#### DATA LINES
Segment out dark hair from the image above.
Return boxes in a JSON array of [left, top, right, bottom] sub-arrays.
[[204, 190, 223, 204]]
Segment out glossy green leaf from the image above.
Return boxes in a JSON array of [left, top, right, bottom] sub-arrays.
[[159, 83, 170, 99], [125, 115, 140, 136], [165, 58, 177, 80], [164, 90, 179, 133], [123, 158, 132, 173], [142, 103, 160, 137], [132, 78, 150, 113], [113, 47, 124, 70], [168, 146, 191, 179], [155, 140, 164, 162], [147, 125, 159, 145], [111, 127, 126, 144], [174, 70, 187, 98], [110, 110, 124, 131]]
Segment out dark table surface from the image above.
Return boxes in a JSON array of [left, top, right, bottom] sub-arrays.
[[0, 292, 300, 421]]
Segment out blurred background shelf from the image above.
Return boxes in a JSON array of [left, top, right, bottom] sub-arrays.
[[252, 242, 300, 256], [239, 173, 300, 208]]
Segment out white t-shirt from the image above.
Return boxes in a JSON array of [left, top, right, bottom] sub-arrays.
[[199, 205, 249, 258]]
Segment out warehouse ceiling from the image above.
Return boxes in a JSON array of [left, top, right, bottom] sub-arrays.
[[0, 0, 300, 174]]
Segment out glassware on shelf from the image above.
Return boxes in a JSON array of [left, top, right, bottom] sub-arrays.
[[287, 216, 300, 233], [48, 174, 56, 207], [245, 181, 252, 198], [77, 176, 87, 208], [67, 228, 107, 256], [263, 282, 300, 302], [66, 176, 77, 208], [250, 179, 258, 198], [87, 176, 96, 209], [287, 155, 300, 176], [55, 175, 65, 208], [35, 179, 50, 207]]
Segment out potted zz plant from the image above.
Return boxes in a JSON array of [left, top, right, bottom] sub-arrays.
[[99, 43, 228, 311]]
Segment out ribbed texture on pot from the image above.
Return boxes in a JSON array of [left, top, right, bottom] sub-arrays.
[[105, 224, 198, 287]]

#### TASK DIRECTIONS
Write out all of the records above word for word, in the same order and with the same line breaks.

#### FINISHED TASK
Segment out dark hair from the image above.
Return boxes in a JSON array of [left, top, right, bottom] sub-arrays.
[[204, 190, 223, 204]]
Segment out glossy green leaf from the image above.
Return boxes in a JSON array of [left, top, right, bottom] sub-arrays.
[[159, 83, 170, 99], [125, 115, 140, 136], [165, 58, 177, 80], [164, 90, 179, 133], [123, 158, 132, 173], [142, 103, 160, 137], [132, 78, 150, 113], [113, 47, 124, 70], [168, 146, 191, 179], [155, 140, 164, 162], [147, 125, 159, 145], [111, 127, 126, 144], [174, 70, 187, 98], [110, 110, 124, 131]]
Segment out dark table surface from the image above.
Return boxes in a JSON array of [left, top, right, bottom] sub-arrays.
[[0, 292, 300, 421]]
Segment out blurred background shelf from the image above.
Return boxes in a JSON array of [left, top, right, bottom] sub-arrays.
[[252, 242, 300, 256], [239, 173, 300, 208]]
Segment out white t-shirt from the image above.
Return boxes in a JSON array of [left, top, right, bottom] sub-arrays.
[[199, 205, 249, 258]]
Segment out warehouse ceiling from the image above.
Return boxes in a JSON array of [left, top, right, bottom] sub-arrays.
[[0, 0, 300, 174]]
Segment out glassware on shelf from the image above.
Return boxes in a JSON array of [left, top, right, bottom] sub-arrays.
[[287, 216, 300, 233], [48, 174, 56, 207], [245, 181, 252, 198], [77, 176, 87, 208], [67, 228, 107, 256], [263, 282, 300, 302], [66, 176, 77, 208], [250, 179, 258, 198], [87, 176, 96, 209], [287, 155, 300, 176], [55, 175, 65, 208], [35, 179, 50, 207]]
Segment out potted zz plant from the image above.
Return boxes in a JSON array of [left, top, right, bottom] sub-arrays.
[[99, 43, 228, 311]]
Segment out ribbed texture on pot from the image above.
Return boxes in a JSON array of [left, top, right, bottom] sub-arrays.
[[105, 224, 198, 287]]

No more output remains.